• [Data provided]:
>>>>>
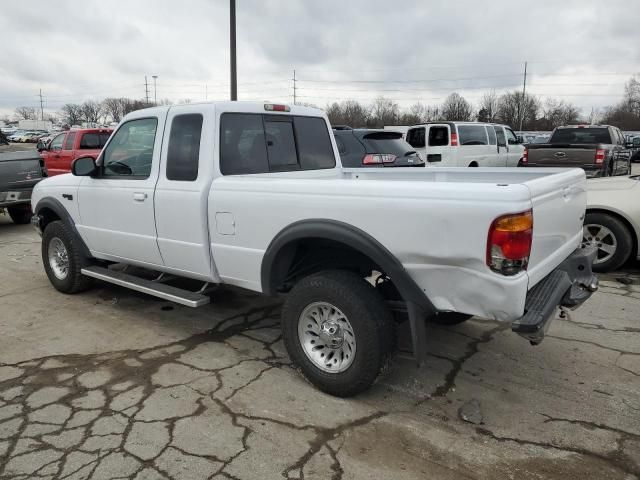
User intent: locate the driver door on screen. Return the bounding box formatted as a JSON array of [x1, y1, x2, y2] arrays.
[[76, 112, 166, 266]]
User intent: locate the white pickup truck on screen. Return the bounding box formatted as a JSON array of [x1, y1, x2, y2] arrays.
[[32, 102, 597, 396]]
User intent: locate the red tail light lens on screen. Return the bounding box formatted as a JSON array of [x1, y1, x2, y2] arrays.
[[487, 210, 533, 275], [362, 157, 397, 165]]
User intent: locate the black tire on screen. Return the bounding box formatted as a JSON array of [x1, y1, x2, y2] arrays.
[[282, 270, 395, 397], [7, 205, 33, 225], [42, 220, 93, 293], [582, 212, 633, 273], [429, 312, 473, 325]]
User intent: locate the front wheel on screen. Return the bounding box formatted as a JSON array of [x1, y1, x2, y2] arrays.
[[582, 212, 633, 272], [282, 270, 395, 397], [42, 220, 93, 293]]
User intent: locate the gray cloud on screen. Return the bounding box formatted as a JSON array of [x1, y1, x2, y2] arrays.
[[0, 0, 640, 119]]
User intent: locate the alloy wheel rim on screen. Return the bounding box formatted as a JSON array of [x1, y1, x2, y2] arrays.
[[582, 223, 618, 264], [48, 237, 69, 280], [298, 302, 356, 373]]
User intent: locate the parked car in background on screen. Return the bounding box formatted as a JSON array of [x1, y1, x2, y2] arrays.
[[0, 150, 45, 224], [406, 122, 524, 167], [582, 175, 640, 272], [38, 128, 113, 177], [333, 126, 425, 167], [521, 125, 631, 177]]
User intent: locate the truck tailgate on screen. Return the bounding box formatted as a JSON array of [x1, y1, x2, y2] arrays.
[[529, 144, 596, 168], [525, 169, 587, 289]]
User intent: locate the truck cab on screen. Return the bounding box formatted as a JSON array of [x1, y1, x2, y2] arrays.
[[38, 128, 113, 177]]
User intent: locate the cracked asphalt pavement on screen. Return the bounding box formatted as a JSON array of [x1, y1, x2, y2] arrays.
[[0, 216, 640, 480]]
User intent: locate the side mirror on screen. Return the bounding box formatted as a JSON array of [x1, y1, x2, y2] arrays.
[[71, 157, 97, 177]]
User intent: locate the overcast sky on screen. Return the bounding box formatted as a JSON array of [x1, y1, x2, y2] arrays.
[[0, 0, 640, 119]]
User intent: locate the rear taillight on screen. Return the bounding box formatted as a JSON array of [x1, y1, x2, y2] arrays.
[[487, 210, 533, 275], [362, 157, 397, 165]]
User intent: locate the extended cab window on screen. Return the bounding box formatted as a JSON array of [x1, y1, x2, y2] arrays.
[[100, 118, 158, 178], [62, 132, 76, 150], [220, 113, 335, 175], [429, 126, 449, 147], [167, 113, 202, 182], [407, 127, 425, 148]]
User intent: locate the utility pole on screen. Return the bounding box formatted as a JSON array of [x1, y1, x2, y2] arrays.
[[293, 68, 296, 105], [518, 62, 527, 131], [229, 0, 238, 101], [40, 89, 44, 120], [151, 75, 158, 106]]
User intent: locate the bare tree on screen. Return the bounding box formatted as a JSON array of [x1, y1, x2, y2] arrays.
[[478, 90, 500, 122], [15, 107, 38, 120], [367, 96, 400, 127], [60, 103, 83, 125], [442, 93, 473, 122], [80, 100, 102, 123]]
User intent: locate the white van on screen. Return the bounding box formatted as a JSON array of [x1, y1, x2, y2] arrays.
[[406, 122, 524, 167]]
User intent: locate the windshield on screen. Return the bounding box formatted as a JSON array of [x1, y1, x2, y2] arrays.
[[549, 127, 611, 143], [362, 132, 416, 157]]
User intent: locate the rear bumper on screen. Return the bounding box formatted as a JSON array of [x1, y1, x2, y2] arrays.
[[511, 248, 598, 345]]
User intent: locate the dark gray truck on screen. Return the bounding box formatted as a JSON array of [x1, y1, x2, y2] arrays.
[[0, 149, 46, 224], [519, 125, 631, 177]]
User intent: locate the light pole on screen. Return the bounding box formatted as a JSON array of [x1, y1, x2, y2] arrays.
[[151, 75, 158, 106], [229, 0, 238, 101]]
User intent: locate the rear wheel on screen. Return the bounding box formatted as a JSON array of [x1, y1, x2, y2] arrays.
[[282, 270, 395, 397], [582, 212, 633, 272], [42, 220, 93, 293], [7, 205, 33, 225]]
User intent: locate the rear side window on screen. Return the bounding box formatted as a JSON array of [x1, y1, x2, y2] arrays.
[[407, 127, 426, 148], [486, 126, 496, 145], [167, 113, 202, 182], [80, 133, 110, 150], [62, 132, 77, 150], [264, 116, 298, 170], [293, 117, 336, 170], [220, 113, 335, 175], [458, 125, 488, 145], [429, 126, 449, 147]]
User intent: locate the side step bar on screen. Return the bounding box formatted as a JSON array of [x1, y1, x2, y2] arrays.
[[80, 266, 211, 307]]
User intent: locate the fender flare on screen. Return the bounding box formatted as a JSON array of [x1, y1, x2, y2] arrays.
[[33, 197, 92, 258], [261, 219, 437, 315]]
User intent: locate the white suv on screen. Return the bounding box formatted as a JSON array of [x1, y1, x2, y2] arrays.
<<<<<
• [Directions for this task]: Reproduce all of the items above with "User intent" switched to "Target" wherever it occurs, keeping everything else the same. Leave the pictures out.

• [Solution to the exercise]:
Target: locate the driver door on screen. Return the bounding box formatted as a JSON array of [x1, y1, x2, y2] arrays.
[[76, 112, 166, 266]]
Target: locate the white pickup truck on screen. Return the bounding box formatted as a JSON array of [x1, y1, x2, y2] arrays.
[[32, 102, 597, 396]]
Target: locate the red tail light lens on screen. Return the bounding box formatted as a JSON array of [x1, y1, x2, y2] arrays.
[[487, 210, 533, 275], [362, 157, 397, 165]]
Target: locate the black tire on screen. Return the bounding box formatted as a JSON array of [x1, y1, x2, y2] arrays.
[[282, 270, 395, 397], [7, 205, 33, 225], [42, 220, 93, 293], [582, 212, 633, 273], [429, 312, 473, 325]]
Target: locate the front wheel on screen. Return the bounding box formatted as a JSON array of [x1, y1, x2, y2] arrays.
[[582, 212, 633, 272], [282, 270, 395, 397], [42, 220, 93, 293]]
Target: locate the gray cloud on screen. Return the bounding box formatted as a JSON array of [x1, y1, x2, y2] arrays.
[[0, 0, 640, 119]]
Target: locate the alloy wheel rim on screen. Return the bounding box formatted as a JSON array of [x1, y1, x2, y2] arrays.
[[582, 223, 618, 264], [48, 237, 69, 280], [298, 302, 356, 373]]
Target: locate the parked car in background on screen. Return the bounding box formatted as a JSON array of [x1, y1, x2, y2] arrays.
[[0, 150, 45, 224], [406, 122, 524, 167], [582, 175, 640, 272], [38, 128, 113, 177], [333, 126, 425, 167], [521, 125, 631, 177]]
Target: locate the truck tailgate on screen. Return the bounding box formatted as a JSON array of [x1, y1, x2, y2] arrays.
[[529, 144, 596, 168], [525, 169, 587, 289]]
Target: locate the truck cab on screen. Return the bounding box formatted as a JSON array of [x1, y1, x2, y2] arrays.
[[38, 128, 113, 177]]
Target: locate the cracked asphalt pavement on screen. Return the bounding box formatted as a JSON array of [x1, y1, x2, y2] arrays.
[[0, 216, 640, 480]]
Target: locate the side mirror on screen. Return the bounding box formatted as a JSON array of [x1, y1, x2, y2] arrays.
[[71, 157, 97, 177]]
Target: locate the overcast sky on screen. Return the bounding box formatted as a JSON array of [x1, y1, x2, y2] arrays.
[[0, 0, 640, 119]]
Target: locate the rear taillight on screen. Return the bounding box formatted as a JSON array of [x1, y1, x2, y2] arrays.
[[487, 210, 533, 275], [362, 157, 397, 165]]
Target: locate the extended cab window on screen. Return the bounding box formatted as a JSON array of [x1, y1, x2, y2] arrays.
[[100, 118, 158, 178], [62, 132, 76, 150], [220, 113, 335, 175], [429, 126, 449, 147], [167, 113, 202, 182], [407, 127, 425, 148]]
Target: locate the utility pole on screen. Return the bounding box formatted as a JSON array of [x1, y1, x2, y2] arrays.
[[293, 68, 296, 105], [518, 62, 527, 131], [229, 0, 238, 101], [40, 89, 44, 120], [151, 75, 158, 106]]
Target: locate the bare tree on screen. Return the bounding box formatted as a JSON array of [x1, y1, x2, y2] arrays.
[[478, 90, 500, 122], [15, 107, 38, 120], [367, 96, 400, 127], [60, 103, 83, 125], [442, 93, 473, 122], [80, 100, 102, 123]]
Target: locate the white van on screen. Return the bounding box formatted as a JSON array of [x1, y1, x2, y2] arrays.
[[406, 122, 524, 167]]
Target: locate the windshield on screen. Return the bounding box formatted as a JSON array of [x1, y1, x2, y2] arrays.
[[549, 127, 611, 143], [362, 132, 416, 157]]
Target: locate the rear bumper on screen. Return the bounding box formatted as a JSON array of [x1, y1, x2, y2] arrays.
[[511, 248, 598, 345]]
Target: locate the dark gray truck on screen. Return the bounding box formatted as a JSON array of [x1, y1, x2, y2] arrays.
[[0, 149, 46, 224], [519, 125, 631, 177]]
Target: locate the light pole on screen. Return the bounding box formatted as a JSON array of [x1, y1, x2, y2] arrays.
[[151, 75, 158, 106], [229, 0, 238, 101]]
Target: locate the rear wheel on screen. Return the bounding box formatted as a JSON array of [x1, y1, x2, y2] arrays.
[[282, 270, 395, 397], [582, 212, 633, 272], [42, 220, 93, 293], [7, 205, 33, 225]]
Target: locate the rear side window on screen. Return the bounding box formatted as a JSON array of [x1, y1, x2, y2] arrays.
[[407, 127, 426, 148], [486, 126, 496, 145], [167, 113, 202, 182], [80, 133, 110, 150], [62, 132, 77, 150], [264, 116, 298, 170], [293, 117, 336, 170], [220, 113, 335, 175], [458, 125, 488, 145], [429, 126, 449, 147]]
Target: locate the side step bar on screen. Return the bounding box formatted as a JSON array of [x1, y1, x2, y2] arrays.
[[80, 266, 211, 307]]
Target: locate the fender flare on screen. Return the bounding box formatted as a JSON array of [x1, y1, x2, y2] arrays.
[[33, 197, 92, 258], [261, 219, 437, 315]]
Target: locate the white suv on screen. Return the bounding box formatted as a JSON array of [x1, y1, x2, y2] arrays.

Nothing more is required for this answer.